All of the data below should be written out exactly.

··· EXTRACTED DATA

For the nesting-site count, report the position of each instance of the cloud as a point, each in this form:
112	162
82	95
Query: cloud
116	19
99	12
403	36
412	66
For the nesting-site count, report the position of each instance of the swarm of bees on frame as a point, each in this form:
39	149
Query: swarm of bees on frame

······

_RESPONSE TO THIS TASK_:
For the nesting-site count, report the position of each instance of the cloud as a point, each in this form:
112	162
82	95
Query: cloud
116	19
99	12
403	36
412	66
For the nesting-site count, report the position of each instance of the swarm of bees on frame as a point, each in this form:
39	149
Query: swarm of bees on frame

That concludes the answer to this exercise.